Required work
Count how many lines in the entries below contain the string "flower". Reply with the number alone.

[BEGIN Data entries]

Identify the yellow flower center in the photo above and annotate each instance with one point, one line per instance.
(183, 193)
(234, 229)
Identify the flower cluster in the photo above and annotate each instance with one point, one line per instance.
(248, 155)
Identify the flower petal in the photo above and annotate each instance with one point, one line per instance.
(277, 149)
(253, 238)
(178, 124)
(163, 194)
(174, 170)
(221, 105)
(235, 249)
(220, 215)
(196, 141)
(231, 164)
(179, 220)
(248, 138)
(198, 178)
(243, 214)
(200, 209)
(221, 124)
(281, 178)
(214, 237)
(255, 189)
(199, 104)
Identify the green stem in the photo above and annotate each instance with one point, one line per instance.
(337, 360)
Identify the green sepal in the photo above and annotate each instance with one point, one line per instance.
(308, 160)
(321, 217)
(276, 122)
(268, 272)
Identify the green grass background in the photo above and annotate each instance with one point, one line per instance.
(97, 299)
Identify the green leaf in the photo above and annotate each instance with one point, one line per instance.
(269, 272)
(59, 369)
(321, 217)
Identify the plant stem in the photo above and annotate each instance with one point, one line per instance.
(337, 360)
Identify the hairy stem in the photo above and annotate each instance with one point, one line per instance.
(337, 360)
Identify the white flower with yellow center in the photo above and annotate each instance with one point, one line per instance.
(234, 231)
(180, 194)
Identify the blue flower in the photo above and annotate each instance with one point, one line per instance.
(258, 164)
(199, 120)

[END Data entries]
[BEGIN Data entries]

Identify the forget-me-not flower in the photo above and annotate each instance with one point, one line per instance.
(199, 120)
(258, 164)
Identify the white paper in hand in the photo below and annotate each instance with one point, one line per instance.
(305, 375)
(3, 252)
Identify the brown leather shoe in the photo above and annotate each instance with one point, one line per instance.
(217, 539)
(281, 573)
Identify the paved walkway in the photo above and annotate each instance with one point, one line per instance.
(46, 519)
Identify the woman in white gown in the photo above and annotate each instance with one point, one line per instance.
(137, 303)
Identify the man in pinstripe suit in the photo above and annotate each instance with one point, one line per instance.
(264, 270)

[END Data entries]

The output
6